- [Task prompt]: Quote every line below exactly and skip any picture.

- [Dataset records]:
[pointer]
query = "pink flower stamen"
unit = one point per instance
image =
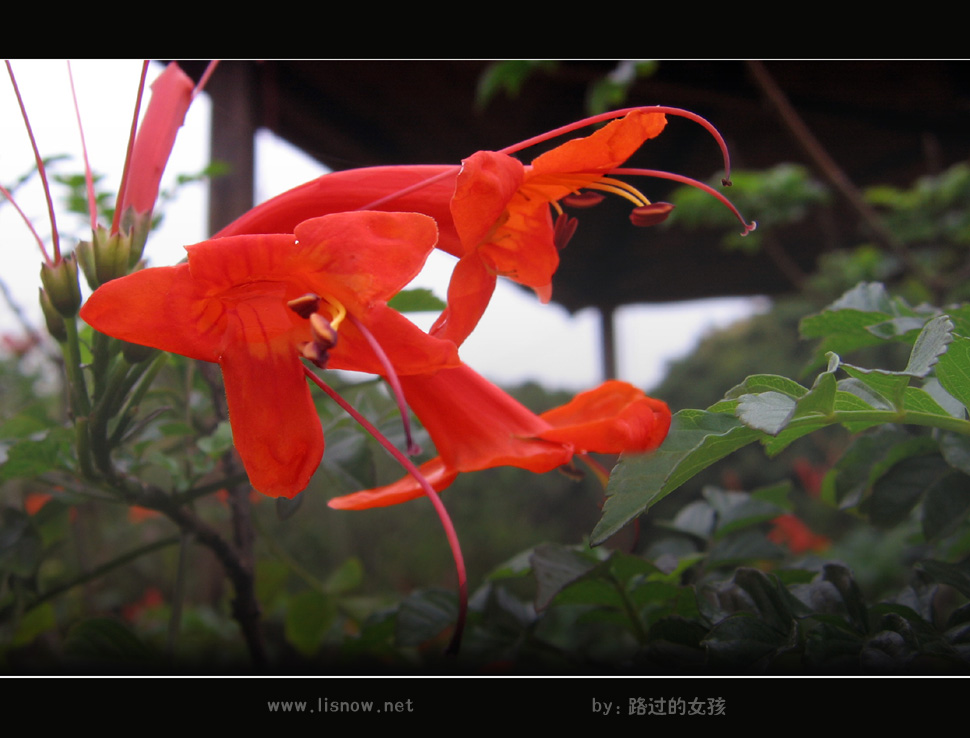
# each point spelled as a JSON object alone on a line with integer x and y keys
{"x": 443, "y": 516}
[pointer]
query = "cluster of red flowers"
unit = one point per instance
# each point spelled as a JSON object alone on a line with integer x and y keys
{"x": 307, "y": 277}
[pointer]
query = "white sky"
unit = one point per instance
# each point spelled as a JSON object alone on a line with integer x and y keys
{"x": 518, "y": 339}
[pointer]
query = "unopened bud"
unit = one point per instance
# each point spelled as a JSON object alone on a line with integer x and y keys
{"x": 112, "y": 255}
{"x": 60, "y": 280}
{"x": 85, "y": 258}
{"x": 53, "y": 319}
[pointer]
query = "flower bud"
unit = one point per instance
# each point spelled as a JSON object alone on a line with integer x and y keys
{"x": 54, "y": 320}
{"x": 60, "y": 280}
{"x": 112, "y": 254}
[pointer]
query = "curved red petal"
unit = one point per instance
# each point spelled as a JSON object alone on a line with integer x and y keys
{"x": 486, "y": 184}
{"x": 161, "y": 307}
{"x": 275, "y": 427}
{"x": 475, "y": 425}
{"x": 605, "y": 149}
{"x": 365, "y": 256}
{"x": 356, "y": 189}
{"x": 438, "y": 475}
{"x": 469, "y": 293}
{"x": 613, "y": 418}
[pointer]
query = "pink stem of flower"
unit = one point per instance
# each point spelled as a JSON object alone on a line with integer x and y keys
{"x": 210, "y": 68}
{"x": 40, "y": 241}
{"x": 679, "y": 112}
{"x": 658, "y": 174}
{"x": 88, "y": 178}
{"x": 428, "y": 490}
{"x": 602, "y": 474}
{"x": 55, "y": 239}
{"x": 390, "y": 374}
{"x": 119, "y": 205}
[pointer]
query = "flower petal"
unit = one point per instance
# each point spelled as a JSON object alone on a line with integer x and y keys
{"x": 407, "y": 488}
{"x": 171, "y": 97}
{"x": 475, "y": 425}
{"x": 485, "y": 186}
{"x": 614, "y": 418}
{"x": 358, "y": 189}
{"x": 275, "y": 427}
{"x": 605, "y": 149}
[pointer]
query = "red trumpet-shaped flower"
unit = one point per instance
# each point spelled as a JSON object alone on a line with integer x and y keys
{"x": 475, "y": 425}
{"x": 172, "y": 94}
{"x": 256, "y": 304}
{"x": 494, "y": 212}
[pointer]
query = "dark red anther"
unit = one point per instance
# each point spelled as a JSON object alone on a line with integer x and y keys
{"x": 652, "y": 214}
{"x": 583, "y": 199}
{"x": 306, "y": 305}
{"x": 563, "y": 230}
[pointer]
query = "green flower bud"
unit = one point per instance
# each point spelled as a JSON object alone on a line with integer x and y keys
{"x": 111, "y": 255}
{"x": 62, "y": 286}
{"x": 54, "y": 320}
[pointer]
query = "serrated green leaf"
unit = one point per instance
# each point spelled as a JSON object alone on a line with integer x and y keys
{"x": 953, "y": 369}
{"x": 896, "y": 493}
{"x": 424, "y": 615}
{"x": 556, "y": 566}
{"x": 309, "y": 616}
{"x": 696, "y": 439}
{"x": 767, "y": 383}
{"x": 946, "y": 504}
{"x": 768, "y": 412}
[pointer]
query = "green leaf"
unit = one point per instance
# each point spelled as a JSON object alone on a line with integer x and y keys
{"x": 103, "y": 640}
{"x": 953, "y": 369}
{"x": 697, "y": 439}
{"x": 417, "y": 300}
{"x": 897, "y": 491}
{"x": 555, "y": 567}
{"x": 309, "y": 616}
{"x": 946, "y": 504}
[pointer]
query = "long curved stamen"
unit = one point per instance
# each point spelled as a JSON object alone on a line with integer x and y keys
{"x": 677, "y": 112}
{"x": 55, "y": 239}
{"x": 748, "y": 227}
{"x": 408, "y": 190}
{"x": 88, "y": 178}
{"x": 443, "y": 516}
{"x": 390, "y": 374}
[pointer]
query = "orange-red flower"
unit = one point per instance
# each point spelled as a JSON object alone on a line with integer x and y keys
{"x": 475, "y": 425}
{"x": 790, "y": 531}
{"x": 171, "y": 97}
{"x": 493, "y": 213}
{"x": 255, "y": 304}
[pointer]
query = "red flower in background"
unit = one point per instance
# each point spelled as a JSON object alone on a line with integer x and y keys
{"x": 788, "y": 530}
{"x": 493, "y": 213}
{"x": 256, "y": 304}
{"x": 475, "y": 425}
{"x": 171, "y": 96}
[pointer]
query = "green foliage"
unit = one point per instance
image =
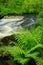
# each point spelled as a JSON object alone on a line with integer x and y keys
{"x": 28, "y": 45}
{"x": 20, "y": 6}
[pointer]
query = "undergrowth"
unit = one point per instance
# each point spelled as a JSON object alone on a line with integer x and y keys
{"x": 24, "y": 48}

- [Task output]:
[pointer]
query = "pink flower stamen"
unit = one point per instance
image =
# each point spelled as a JSON object alone on a line with integer x and y keys
{"x": 443, "y": 516}
[pointer]
query = "cluster of red flowers"
unit = one point per instance
# each point spelled as a JSON object alone on a line with integer x and y keys
{"x": 307, "y": 277}
[pointer]
query = "white sky"
unit = one point per instance
# each point spelled as a JSON object alone on a line with integer x and y keys
{"x": 518, "y": 339}
[pointer]
query = "unopened bud"
unit = one point per instance
# each point spelled as a JSON object alone on a line with integer x and y keys
{"x": 112, "y": 255}
{"x": 60, "y": 280}
{"x": 85, "y": 258}
{"x": 53, "y": 319}
[pointer]
query = "flower bud"
unit = one point per instance
# each point spelled as a JSON object alone on a line with integer x and y keys
{"x": 54, "y": 320}
{"x": 60, "y": 280}
{"x": 112, "y": 254}
[pointer]
query = "curved red petal"
unit = one point per instance
# each point spelled as a JSON object alone on a line with integer x and y keys
{"x": 486, "y": 184}
{"x": 161, "y": 307}
{"x": 275, "y": 427}
{"x": 475, "y": 425}
{"x": 605, "y": 149}
{"x": 365, "y": 256}
{"x": 356, "y": 189}
{"x": 438, "y": 475}
{"x": 469, "y": 293}
{"x": 613, "y": 418}
[pointer]
query = "pink stem of flower"
unit = one point per instance
# each point spelled as a JSON object alone on a line with integer x and y keys
{"x": 210, "y": 68}
{"x": 40, "y": 241}
{"x": 679, "y": 112}
{"x": 658, "y": 174}
{"x": 88, "y": 178}
{"x": 428, "y": 490}
{"x": 602, "y": 474}
{"x": 55, "y": 239}
{"x": 390, "y": 374}
{"x": 119, "y": 205}
[pointer]
query = "flower petal"
unit = one point per instance
# each point spelled as a JSON object alone on a line with integer x and y keys
{"x": 407, "y": 488}
{"x": 171, "y": 97}
{"x": 475, "y": 425}
{"x": 485, "y": 186}
{"x": 614, "y": 418}
{"x": 358, "y": 189}
{"x": 275, "y": 427}
{"x": 605, "y": 149}
[pointer]
query = "red trumpet-shaped flower"
unit = one point per instance
# each point spelled as a JSON object alone on a line with integer x and y keys
{"x": 475, "y": 425}
{"x": 172, "y": 94}
{"x": 256, "y": 304}
{"x": 494, "y": 212}
[pointer]
query = "dark red anther"
unit = one point per instance
# each point spelled as a JSON object alone on a line with integer x and y keys
{"x": 652, "y": 214}
{"x": 583, "y": 199}
{"x": 306, "y": 305}
{"x": 563, "y": 230}
[pointer]
query = "green flower bud"
unit = one point per instance
# each point spelled as a JSON object alone on a line with integer x and y keys
{"x": 111, "y": 255}
{"x": 62, "y": 286}
{"x": 54, "y": 320}
[pointer]
query = "serrated green leaf"
unit = one point per instance
# each point spelled as a JSON object alone on a line with integer x and y keys
{"x": 953, "y": 369}
{"x": 896, "y": 493}
{"x": 424, "y": 615}
{"x": 556, "y": 566}
{"x": 309, "y": 616}
{"x": 696, "y": 439}
{"x": 767, "y": 383}
{"x": 946, "y": 504}
{"x": 768, "y": 412}
[pointer]
query = "green leaf"
unit = one point per instance
# each point spelled as a JSON object alone on a line with integer x and y keys
{"x": 103, "y": 640}
{"x": 953, "y": 369}
{"x": 697, "y": 439}
{"x": 417, "y": 300}
{"x": 897, "y": 491}
{"x": 555, "y": 567}
{"x": 309, "y": 616}
{"x": 946, "y": 504}
[pointer]
query = "long curved stamen"
unit = one point per instance
# each point spelled as a JSON object alone on a line with integer x and y keys
{"x": 677, "y": 112}
{"x": 55, "y": 239}
{"x": 748, "y": 227}
{"x": 408, "y": 190}
{"x": 88, "y": 178}
{"x": 443, "y": 516}
{"x": 390, "y": 374}
[pointer]
query = "orange-red flower"
unit = one point per instance
# each point spelled as a JSON object alone on a line with integer x and y keys
{"x": 475, "y": 425}
{"x": 790, "y": 531}
{"x": 171, "y": 97}
{"x": 493, "y": 213}
{"x": 255, "y": 304}
[pointer]
query = "red flower in background"
unit = one point per instance
# each point spelled as a JSON object alone on a line with integer x and y keys
{"x": 788, "y": 530}
{"x": 493, "y": 213}
{"x": 256, "y": 304}
{"x": 475, "y": 425}
{"x": 171, "y": 96}
[pointer]
query = "green foliage"
unit = one point per instance
image =
# each point spelled as a JSON object alone on a line with integer x and y keys
{"x": 28, "y": 45}
{"x": 20, "y": 6}
[pointer]
query = "undergrowth"
unit = one point per instance
# each point spelled as a JSON object alone on a line with integer x and y keys
{"x": 24, "y": 48}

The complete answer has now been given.